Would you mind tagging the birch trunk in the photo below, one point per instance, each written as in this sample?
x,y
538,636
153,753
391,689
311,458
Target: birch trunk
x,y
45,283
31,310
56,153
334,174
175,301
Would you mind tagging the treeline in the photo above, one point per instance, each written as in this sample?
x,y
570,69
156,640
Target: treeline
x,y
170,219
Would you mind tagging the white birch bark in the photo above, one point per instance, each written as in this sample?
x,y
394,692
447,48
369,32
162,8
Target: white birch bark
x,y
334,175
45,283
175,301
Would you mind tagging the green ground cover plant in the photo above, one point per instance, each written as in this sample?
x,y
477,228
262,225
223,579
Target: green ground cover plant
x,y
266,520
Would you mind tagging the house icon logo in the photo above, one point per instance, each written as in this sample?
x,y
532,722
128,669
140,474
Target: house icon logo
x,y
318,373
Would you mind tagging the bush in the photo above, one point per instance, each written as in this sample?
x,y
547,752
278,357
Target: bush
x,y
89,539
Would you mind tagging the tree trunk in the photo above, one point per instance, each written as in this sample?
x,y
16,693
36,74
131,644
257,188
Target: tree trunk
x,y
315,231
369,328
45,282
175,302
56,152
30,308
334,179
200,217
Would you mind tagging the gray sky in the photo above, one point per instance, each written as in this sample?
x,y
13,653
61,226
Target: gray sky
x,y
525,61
##############################
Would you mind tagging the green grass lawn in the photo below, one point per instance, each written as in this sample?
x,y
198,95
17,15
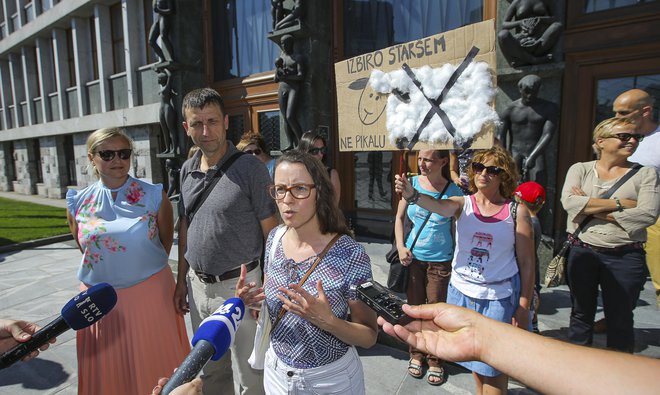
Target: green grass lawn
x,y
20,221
##############################
Short problem
Return each line above that contains the string "birch", copying every such line in full and in its original order.

Output for this task
Would you mind tagging the birch trunk in the photo below, one point per instance, each written as in this sample?
Target: birch trunk
Would you mind tagging the white birch bark in the photo above, one point per instance, each written as in this sample?
Target: white birch bark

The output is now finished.